[Проверьте понимание]
(a) Отредактируйте, пожалуйста, часть исходного текста, которая начинается со слов, содержащих «Но произошел единственный», и заканчивается словами «они и читались.». Приведите её заново, заменив «гурьбою» на «толпою».
(b) Ответьте по исходному тексту на вопросы:
(i) За какие годы, по словам автора, произошёл единственный такой случай?
(ii) К кому студенты явились, чтобы заявить, что не могут сдать экзамен?
(iii) Сколько минут длилась лекция Шварца?

И излагал не три-пять минут, а с четверть часа… И еще два-три таких же пункта, все грамматического разбора.
Ни Афин… Ни лица Демосфена, ни лица Филиппа… Ни величия исторического перелома.
Трет сухая немецкая мочалка наши голые спины, с волей довольно нетерпеливой.
‘Ну, издатели пусть слушают… А мы по изданным лекциям к экзаменам приготовим перевод и комментарий’.
Но произошел единственный и исключительный случай за все четыре года, с 1878 по 1882 (и по всем курсам, по всем наукам): сбежали с лекций даже издатели!!!
Это все помнят, все могут меня подтвердить, в том числе теперешние профессора Московского университета: М.К. Любавский, А.Е. Грузинский, Матв. Н. Розанов, слушатели тогдашнего курса. Мы ахнули всем курсом, к ужасу узнав весною, что ‘лекций проф. Шварца не будет издано, так как издатели часть их не посещали, а остальные части — клоки бумажек -куда-то девали и вообще потеряли’. Мы явились гурьбою к проф. А.Н. Шварцу и заявили, что никак не можем сдать ему экзамена, иначе как в виде простого перевода текста Демосфена, который приготовим сами, но без всякого к переводу комментирующего дополнения, т.е. без самой сути лекций, ради которой они и читались.
Мы тогда объяснили себе, что наши издатели ‘закутили’… И ‘манкировали’ обязанностями, в сущности, очень ответственными. Однако это было наивно: отчего издатели лекций никакого другого профессора, решительно ни одного, за четыре года не ‘загуляли’? Явно, дело заключалось не в этом, а в такой нестерпимой скуке и, наконец, поразительной бессодержательности лекций, их безыдейности, что даже связанные обязательством перед товарищами, да и гонимые нуждою (годовой заработок издающих студентов не удержал их, не сманил их), они разбежались.
Так мы все до весны не имели духа прийти на лекцию Шварца… Шестьдесят минут, и все: ‘акроастай’, ‘акросастай’, ‘акросестай’.

[Имеющиеся данные]
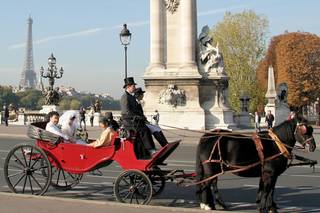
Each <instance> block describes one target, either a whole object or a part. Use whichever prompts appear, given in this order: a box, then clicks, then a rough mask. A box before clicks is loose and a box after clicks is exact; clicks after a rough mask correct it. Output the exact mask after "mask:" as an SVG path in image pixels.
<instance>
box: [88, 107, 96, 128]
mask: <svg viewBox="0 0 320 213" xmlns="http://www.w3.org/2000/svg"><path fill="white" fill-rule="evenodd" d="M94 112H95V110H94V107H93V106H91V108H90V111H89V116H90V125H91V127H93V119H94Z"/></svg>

==

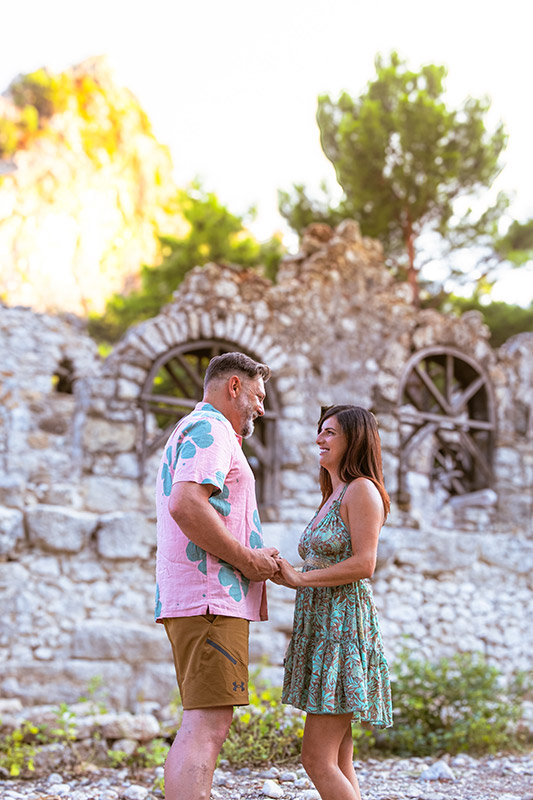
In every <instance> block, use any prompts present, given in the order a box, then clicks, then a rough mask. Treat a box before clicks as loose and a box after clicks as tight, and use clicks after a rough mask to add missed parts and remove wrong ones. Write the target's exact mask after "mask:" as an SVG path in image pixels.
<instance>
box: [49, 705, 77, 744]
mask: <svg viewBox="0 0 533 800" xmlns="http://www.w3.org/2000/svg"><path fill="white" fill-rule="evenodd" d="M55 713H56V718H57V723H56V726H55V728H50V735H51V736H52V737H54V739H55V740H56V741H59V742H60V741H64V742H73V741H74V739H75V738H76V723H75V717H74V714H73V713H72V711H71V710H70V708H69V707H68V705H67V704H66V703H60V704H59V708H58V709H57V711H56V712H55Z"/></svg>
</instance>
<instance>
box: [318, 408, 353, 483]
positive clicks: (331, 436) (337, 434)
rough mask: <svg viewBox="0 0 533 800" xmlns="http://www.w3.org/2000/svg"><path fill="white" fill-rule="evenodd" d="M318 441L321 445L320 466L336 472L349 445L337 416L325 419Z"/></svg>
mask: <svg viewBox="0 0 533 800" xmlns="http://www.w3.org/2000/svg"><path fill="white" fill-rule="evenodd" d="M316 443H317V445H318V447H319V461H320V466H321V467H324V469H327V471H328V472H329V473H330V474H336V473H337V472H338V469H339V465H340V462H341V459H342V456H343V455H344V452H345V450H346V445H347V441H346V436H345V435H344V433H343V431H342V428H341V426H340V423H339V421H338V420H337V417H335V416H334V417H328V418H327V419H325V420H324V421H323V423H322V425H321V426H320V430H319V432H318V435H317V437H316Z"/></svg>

[Письменные ответы]
(a)
Но произошел единственный и исключительный случай за все четыре года, с 1878 по 1882 (и по всем курсам, по всем наукам): сбежали с лекций даже издатели!!!
Это все помнят, все могут меня подтвердить, в том числе теперешние профессора Московского университета: М.К. Любавский, А.Е. Грузинский, Матв. Н. Розанов, слушатели тогдашнего курса. Мы ахнули всем курсом, к ужасу узнав весною, что ‘лекций проф. Шварца не будет издано, так как издатели часть их не посещали, а остальные части — клоки бумажек -куда-то девали и вообще потеряли’. Мы явились толпою к проф. А.Н. Шварцу и заявили, что никак не можем сдать ему экзамена, иначе как в виде простого перевода текста Демосфена, который приготовим сами, но без всякого к переводу комментирующего дополнения, т.е. без самой сути лекций, ради которой они и читались.

(b)
(i) С 1878 по 1882 год.
(ii) К профессору А.Н. Шварцу.
(iii) Шестьдесят минут.